◆ EXERCISE PROMPT ◆
Repeat every one of the records below word for word, without changing or leaving out anything.

◆ THE RECORDS ◆
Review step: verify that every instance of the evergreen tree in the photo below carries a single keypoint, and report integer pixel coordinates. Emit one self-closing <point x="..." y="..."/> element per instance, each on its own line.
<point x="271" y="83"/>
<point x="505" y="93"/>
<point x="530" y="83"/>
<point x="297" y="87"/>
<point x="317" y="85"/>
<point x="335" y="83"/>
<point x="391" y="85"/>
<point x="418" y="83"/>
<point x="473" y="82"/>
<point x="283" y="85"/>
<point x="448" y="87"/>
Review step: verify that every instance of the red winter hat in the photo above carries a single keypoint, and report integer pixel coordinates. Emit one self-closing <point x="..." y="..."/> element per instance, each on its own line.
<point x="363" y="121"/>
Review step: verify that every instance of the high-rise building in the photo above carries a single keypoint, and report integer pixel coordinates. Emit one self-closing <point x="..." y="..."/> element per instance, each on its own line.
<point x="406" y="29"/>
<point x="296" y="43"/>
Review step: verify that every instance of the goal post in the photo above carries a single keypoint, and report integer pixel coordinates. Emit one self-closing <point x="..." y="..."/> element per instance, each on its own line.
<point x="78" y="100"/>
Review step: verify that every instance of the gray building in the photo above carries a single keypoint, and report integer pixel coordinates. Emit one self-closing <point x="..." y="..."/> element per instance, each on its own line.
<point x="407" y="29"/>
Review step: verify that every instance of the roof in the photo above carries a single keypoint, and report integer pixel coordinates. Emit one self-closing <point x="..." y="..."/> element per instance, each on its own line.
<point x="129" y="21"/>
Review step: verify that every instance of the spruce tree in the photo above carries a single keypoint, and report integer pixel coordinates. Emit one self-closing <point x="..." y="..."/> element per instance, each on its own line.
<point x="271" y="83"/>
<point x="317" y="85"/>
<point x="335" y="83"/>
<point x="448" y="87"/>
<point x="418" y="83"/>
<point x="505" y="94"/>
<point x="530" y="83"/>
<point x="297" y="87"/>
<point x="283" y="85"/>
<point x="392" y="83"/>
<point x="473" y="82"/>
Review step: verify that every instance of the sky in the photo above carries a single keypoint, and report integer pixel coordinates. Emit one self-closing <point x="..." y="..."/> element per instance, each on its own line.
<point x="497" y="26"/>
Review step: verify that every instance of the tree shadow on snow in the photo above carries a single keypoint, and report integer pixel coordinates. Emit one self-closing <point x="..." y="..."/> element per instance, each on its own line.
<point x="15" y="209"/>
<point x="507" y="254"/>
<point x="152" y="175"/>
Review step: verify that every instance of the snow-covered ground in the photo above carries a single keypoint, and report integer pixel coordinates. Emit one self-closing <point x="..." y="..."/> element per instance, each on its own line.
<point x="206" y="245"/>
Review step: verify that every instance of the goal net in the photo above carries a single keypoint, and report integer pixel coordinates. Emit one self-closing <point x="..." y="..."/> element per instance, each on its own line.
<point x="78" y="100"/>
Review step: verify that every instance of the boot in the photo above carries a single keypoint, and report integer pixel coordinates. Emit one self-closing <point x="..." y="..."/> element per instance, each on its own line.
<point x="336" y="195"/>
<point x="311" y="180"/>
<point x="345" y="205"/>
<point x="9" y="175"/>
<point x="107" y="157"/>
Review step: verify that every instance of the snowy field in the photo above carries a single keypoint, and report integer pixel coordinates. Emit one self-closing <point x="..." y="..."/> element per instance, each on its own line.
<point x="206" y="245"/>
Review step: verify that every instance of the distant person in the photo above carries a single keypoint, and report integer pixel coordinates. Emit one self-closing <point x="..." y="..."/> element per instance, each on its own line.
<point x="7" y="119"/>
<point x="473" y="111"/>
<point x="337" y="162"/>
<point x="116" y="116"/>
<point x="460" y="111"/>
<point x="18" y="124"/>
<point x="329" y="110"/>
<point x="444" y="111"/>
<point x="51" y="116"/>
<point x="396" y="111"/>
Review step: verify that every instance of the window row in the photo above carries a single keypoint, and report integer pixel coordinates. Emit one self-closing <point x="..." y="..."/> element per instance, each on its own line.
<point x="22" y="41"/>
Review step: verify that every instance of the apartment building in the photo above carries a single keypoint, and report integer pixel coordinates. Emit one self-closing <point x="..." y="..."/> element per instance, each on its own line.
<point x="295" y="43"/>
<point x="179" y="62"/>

◆ SOLVED EXERCISE ◆
Review step: verify that every instance of the evergreen tree in the photo below carries a single keypoint, and report integer pixel coordinates. Emit one self-closing <point x="..." y="..."/> element per instance, each on its own line.
<point x="271" y="83"/>
<point x="505" y="93"/>
<point x="530" y="83"/>
<point x="297" y="87"/>
<point x="317" y="85"/>
<point x="335" y="83"/>
<point x="391" y="85"/>
<point x="418" y="83"/>
<point x="473" y="82"/>
<point x="283" y="85"/>
<point x="448" y="87"/>
Review step: verify that every instance of the red winter hat in the photo above carries a single keypoint, and report integer pixel coordinates. Emit one self-closing <point x="..." y="..."/> element per instance, each on its own line.
<point x="363" y="121"/>
Review step: verify that every instance of the high-rise building in the photo above carries a single keypoint, and report integer pixel coordinates. Emit one self-closing <point x="..." y="..."/> element per instance, each on its own line.
<point x="406" y="29"/>
<point x="296" y="43"/>
Review step: verify that every instance of the goal post in the photo above carries a single keypoint, and report integer pixel coordinates. Emit one self-closing <point x="..." y="..."/> element per instance, each on its own line.
<point x="78" y="100"/>
Review step: verify that every instance of the gray building in the photo above carries a single keypoint, and report integer pixel coordinates. Emit one self-closing <point x="..." y="..."/> element per instance, each on its own line.
<point x="407" y="29"/>
Review step: verify that every instance of the roof in the photo above carries a single keypoint, and report integer pixel coordinates. Emit one self-closing <point x="..." y="..."/> element per instance, each on its own line.
<point x="129" y="21"/>
Review step: verify that every instance of the spruce tree in the photo above carries a single keypoint, and report integer pixel coordinates. Emit one self-closing <point x="..." y="..."/> element per instance, each on its own line.
<point x="271" y="83"/>
<point x="317" y="85"/>
<point x="335" y="83"/>
<point x="448" y="87"/>
<point x="418" y="83"/>
<point x="505" y="94"/>
<point x="530" y="83"/>
<point x="297" y="87"/>
<point x="283" y="85"/>
<point x="392" y="83"/>
<point x="473" y="82"/>
Review step: verify that every instance of the sky in the photo above carries a single keypoint, and report integer pixel coordinates. Emit one self-closing <point x="..." y="..."/> element per instance, each on its own line.
<point x="497" y="26"/>
Review step: verify that every instance of the tree shadow on snow in the photo above carries a single keypoint, and report integer pixel coordinates. Emit one self-closing <point x="..." y="..."/> element per instance, each on its own line.
<point x="15" y="209"/>
<point x="507" y="254"/>
<point x="152" y="175"/>
Review step: verify that every instance of the snow-covered ground in the photo above carries a single keypoint, and report integer pixel coordinates. Emit one self-closing <point x="..." y="..."/> element per instance, each on its own line.
<point x="206" y="245"/>
Review step: verify that every instance of the goal net in the photo above carries a single keypoint, and report integer pixel coordinates. Emit one self-closing <point x="..." y="..."/> element per instance, each on its own line.
<point x="78" y="100"/>
Review step: verify that every instance of the boot in the photo above carries a single keypoint, and report integer pixel coordinates. Emit one self-closing <point x="..." y="..."/> element per instance, each on its own line.
<point x="336" y="195"/>
<point x="311" y="180"/>
<point x="345" y="205"/>
<point x="9" y="175"/>
<point x="107" y="157"/>
Review step: verify that every instance of the snowy field in the photo above carries a single keypoint, and report integer pixel coordinates. Emit one self-closing <point x="..." y="..."/> element per instance, each on its own line.
<point x="206" y="245"/>
Review step: verify that every instance of the distant person in the photo above carries a single keypoint, and report integer pixel coordinates. Emit one self-closing <point x="..." y="..."/> element per instance, each on its own line.
<point x="7" y="119"/>
<point x="473" y="111"/>
<point x="337" y="162"/>
<point x="116" y="116"/>
<point x="460" y="111"/>
<point x="18" y="124"/>
<point x="329" y="110"/>
<point x="444" y="111"/>
<point x="51" y="116"/>
<point x="396" y="111"/>
Review step: verify that every instance of the window row in the photo above carries a single keypoint, and report integer pixel coordinates. Emit one self-closing <point x="..." y="..."/> element per instance, each on its own line.
<point x="22" y="41"/>
Review step: verify that every instance of the apartment building in the photo above carries a single keypoint, and report integer pixel coordinates. Emit one self-closing <point x="..." y="..."/> element per instance, each on its own line.
<point x="295" y="43"/>
<point x="179" y="62"/>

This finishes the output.